■ Detalhes da tarefa
Retome a decisão judicial sobre o recurso penal a partir do ponto em que ela termina.

■ Excerto do texto
-------

打印全文
--- Decisão Sumária nos termos do art.º 407º, n.º 6 do C.P.P.M. (Lei n.º 9/2013). ----------------------
--- Data: 12/09/2017 ---------------------------------------------------------------------------------------------
--- Relator: Juiz José Maria Dias Azedo ----------------------------------------------------------------------


Processo nº 728/2017
(Autos de recurso penal)

(Decisão sumária – art. 407°, n.° 6, al. b) do C.P.P.M.)

Relatório

1. A, (2°) arguido com os restantes sinais dos autos, respondeu no T.J.B., vindo a ser condenado como co-autor material da prática de 1 crime de “usura para jogo com exigência ou aceitação de documento”, p. e p. pelos art°s 13° e 14° da Lei n.° 8/96/M e art. 219°, n.° 1 do C.P.M., na pena de 2 anos e 6 meses de prisão suspensa na sua execução por 2 anos, e na pena acessória de proibição de entrada nas salas de jogo por 2 anos.

Em cúmulo jurídico com as penas que lhe tinham sido aplicadas no âmbito do Processo CR4-16-0042-PCC, fixou-lhe o Tribunal a pena única de 3 anos e 6 meses de prisão, e a pena acessória de proibição de entrada nas salas de jogo por 4 anos e 6 meses; (cfr., fls. 433 a 446 que como as que se vierem a referir, dão-se aqui como reproduzidas para todos os efeitos legais).

*

Do assim decidido, vem o arguido recorrer, afirmando que excessivas são as penas aplicadas, pedindo a sua redução, e que, a final, se decrete a suspensão da execução da pena única; (cfr., fls. 458 a 460-v).

-------

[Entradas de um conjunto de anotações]

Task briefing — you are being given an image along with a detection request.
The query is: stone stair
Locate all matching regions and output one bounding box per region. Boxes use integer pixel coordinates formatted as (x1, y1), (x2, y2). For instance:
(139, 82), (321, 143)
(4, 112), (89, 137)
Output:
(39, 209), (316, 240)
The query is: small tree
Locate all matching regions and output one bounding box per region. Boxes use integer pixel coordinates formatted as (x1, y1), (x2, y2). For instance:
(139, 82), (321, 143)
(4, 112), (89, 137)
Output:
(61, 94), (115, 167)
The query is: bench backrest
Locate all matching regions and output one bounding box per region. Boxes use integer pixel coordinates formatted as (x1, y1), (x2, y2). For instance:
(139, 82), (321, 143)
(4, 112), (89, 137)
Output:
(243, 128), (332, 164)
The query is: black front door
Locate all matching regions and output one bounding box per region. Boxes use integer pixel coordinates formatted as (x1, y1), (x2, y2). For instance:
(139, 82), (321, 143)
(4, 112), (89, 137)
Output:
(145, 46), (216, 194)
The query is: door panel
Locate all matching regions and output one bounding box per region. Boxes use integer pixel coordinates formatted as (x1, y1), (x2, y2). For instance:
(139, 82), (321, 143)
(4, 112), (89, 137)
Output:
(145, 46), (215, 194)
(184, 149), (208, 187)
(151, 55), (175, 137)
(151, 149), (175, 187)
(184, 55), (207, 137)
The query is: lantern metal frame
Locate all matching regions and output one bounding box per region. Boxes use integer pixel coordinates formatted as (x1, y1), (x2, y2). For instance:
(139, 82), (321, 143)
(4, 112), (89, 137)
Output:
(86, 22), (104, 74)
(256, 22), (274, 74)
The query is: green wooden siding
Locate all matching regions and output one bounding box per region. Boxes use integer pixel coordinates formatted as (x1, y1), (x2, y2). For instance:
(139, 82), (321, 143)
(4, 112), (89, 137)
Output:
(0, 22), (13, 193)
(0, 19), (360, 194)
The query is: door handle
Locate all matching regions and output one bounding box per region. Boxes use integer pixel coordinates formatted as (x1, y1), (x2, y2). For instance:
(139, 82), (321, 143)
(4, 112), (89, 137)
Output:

-------

■ Resposta à tarefa
*

Respondendo, diz o Ministério Público que o recurso não merece provimento, devendo ser rejeitado; (cfr., fls. 475 a 481).

*

Admitido o recurso, com efeito e modo de subida adequadamente fixados, vieram os autos a este T.S.I. onde, em sede de vista, juntou o Ilustre Procurador Adjunto o seguinte douto Parecer:

“Na Motivação (cfr. fls.458 a 460v. dos autos), o recorrente pediu a redução da pena aplicada no Acórdão recorrido e a suspensão da execução da pena a decretar, arrogando o vício da violação do disposto nos arts.40° e 65° do Código Penal, bem como no n.°1 do art.71° e art.48° do mesmo.
Antes de mais, subscrevemos as criteriosas explanações da ilustre Colega na douta Resposta (cfr. fls.255 a 259 dos autos), no sentido do não provimento do recurso em exame.
*
A moldura penal consagrada no art.14° da Lei n.°8/961M consiste na pena de prisão de 2 a 8 anos. E pela prática do crime de exigência ou aceitação de documentos na co-autoria, o recorrente foi condenado na pena (principal) de prisão de 2 anos e 6 meses, com suspensão da execução desta pena durante o período de 2 anos.
Compulsados os autos, não se descortina in casu circunstância de atenuação especial, pelo contrário, o recorrente agiu com dolo directo e intenção lucrativa, e ainda em conluio com esforço com os restantes co-arguidos. Daí decorre que o Acórdão recorrido nesta parte não infringe o preceito nos arts.40° e 65° do Código Penal.
No aresto em escrutínio, o Tribunal a quo deu como provado que no Processo n.°CR4-16-0042-PCC, o recorrente tinha sido condenado na pena (principal) única de 2 anos e 9 meses. A soma aritmética traduz-se em 5 anos e 3 meses (2 anos e 6 meses mais 2 anos e 9 meses).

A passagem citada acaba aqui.